:: Text segment ::

I have always been fascinated by how my aunt has a remarkably close relationship with her son.
Even when my cousin was overseas, she would call him almost every day. Across oceans, they shared updates on how life was going, celebrated milestones such as birthdays and even sent each other personalised care packages.
When I asked how she built this bond, her advice was: “Be like a friend.”
Her suggestion gave me pause. It ran counter to the traditional approaches of strict, structured parenting that was more familiar to me.
Caught between these perspectives, I wondered: Is being like a friend truly the right approach, or does it risk creating confusion for the child?
HELPING CHILDREN UNDERSTAND WHY RULES EXIST
When I posed to experts the notion of friendly parenting, they all cautioned about the importance of maintaining the parent role, but agreed that a friendly approach may have benefits.
Clinical psychologist Annabelle Chow, from mental healthcare provider Annabelle Psychology, said: “While it is important for parents to maintain appropriate boundaries, adopting a friendly stance can be highly beneficial. This means fostering a warm, supportive environment where children feel safe, respected and understood.”
Counsellor Radhika Haralalka, from mental wellness and therapy centre The Other Clinic, said that “children have opinions and their opinions need to be valued”.
“That’s the shift from your traditional, strict parenting,” she said.
“(It means) I am taking into consideration my child’s opinion, not necessarily fully following it, but it is a more collaborative approach, rather than a ‘do as I say, or else’ approach.”
Positive “friendly parenting”, the experts said, begins with active listening, consistent conversation and helping children understand why rules exist.
Ms Haralalka stressed the importance of being someone children can talk to – someone who listens, validates and shows empathy.

:::
:: Provided records ::

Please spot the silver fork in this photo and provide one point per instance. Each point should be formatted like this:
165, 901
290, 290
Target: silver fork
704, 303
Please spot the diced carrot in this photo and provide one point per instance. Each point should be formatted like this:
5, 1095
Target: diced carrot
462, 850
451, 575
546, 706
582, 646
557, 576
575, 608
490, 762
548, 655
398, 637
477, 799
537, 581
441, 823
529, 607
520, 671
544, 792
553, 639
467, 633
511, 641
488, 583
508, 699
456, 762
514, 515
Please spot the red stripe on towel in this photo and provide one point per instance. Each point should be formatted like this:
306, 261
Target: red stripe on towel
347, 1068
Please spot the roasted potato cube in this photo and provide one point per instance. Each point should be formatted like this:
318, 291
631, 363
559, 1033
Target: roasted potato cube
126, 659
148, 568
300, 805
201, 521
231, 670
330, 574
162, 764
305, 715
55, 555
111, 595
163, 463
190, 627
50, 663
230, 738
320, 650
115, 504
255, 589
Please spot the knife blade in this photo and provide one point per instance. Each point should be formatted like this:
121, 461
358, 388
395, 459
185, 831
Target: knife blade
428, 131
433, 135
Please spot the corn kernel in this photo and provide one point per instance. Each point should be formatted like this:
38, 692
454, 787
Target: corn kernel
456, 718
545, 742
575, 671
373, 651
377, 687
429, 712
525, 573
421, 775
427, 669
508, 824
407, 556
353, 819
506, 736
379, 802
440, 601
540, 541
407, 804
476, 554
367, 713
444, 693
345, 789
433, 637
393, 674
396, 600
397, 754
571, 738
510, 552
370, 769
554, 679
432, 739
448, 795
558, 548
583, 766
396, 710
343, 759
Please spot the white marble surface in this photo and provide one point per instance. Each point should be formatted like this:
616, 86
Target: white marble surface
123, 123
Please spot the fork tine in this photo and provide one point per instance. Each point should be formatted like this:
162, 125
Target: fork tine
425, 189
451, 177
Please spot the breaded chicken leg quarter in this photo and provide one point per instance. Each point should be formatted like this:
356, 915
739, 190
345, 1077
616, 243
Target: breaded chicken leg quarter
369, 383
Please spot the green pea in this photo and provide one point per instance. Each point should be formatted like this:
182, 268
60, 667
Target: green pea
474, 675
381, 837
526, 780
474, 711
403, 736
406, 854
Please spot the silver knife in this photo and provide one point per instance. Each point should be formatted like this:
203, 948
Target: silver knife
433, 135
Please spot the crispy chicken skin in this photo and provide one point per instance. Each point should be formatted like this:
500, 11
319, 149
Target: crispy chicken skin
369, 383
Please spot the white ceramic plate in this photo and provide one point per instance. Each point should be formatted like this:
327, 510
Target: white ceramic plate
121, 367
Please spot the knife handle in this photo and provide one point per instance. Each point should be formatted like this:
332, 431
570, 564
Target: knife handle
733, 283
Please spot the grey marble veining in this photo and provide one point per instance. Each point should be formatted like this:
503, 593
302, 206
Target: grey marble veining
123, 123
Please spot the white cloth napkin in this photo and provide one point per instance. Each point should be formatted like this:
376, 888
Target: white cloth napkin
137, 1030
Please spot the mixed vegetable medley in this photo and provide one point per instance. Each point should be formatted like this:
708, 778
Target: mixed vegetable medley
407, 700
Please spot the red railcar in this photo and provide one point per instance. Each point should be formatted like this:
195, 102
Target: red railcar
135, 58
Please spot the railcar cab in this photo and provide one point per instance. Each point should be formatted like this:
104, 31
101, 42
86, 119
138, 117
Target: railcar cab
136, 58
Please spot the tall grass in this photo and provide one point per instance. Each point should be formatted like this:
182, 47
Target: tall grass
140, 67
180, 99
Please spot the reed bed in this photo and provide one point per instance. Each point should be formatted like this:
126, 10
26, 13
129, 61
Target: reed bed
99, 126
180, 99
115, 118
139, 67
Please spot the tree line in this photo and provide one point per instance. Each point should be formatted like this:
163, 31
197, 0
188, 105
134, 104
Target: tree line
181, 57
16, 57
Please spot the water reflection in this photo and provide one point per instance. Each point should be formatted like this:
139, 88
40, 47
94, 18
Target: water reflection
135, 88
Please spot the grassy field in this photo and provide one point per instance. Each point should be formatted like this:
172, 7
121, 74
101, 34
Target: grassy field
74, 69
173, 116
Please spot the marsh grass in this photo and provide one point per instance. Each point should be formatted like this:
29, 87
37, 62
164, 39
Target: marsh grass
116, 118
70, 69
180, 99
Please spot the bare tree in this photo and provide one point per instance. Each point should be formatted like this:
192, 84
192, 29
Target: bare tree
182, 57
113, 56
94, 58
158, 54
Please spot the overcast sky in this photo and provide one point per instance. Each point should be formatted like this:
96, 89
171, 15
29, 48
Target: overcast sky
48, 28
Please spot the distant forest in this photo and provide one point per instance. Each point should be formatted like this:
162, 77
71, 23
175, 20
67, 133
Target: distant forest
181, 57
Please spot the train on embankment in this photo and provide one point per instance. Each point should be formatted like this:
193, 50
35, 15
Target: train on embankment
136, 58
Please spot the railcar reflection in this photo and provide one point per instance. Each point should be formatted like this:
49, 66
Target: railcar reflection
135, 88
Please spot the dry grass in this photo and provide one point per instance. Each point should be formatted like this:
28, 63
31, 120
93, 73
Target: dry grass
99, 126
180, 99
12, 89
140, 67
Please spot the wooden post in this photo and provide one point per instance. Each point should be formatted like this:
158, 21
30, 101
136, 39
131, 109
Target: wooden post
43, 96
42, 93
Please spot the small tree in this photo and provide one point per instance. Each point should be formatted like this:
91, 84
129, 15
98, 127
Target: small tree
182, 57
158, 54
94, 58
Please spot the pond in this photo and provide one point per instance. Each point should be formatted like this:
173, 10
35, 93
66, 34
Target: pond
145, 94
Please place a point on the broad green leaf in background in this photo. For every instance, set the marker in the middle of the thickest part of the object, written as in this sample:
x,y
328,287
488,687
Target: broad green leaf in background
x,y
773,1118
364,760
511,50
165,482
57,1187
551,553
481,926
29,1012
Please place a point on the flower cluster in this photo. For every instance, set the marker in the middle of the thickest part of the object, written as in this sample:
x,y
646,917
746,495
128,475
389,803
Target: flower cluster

:::

Activity A
Please say whether each statement agrees with the parenting article, answering yes or no and quoting the deciding words: (i) The aunt phoned her son almost daily while he was overseas. (ii) The experts agreed that parents should give up the parent role. (iii) Radhika Haralalka is a clinical psychologist.
Activity B
In the parenting article, what advice did the aunt give for building her bond with her son?
The records are separate material with no connection to the parenting article.

Exercise response A
(i) Yes: "she would call him almost every day."
(ii) No: "they all cautioned about the importance of maintaining the parent role."
(iii) No: "Counsellor Radhika Haralalka."

Exercise response B
"Be like a friend."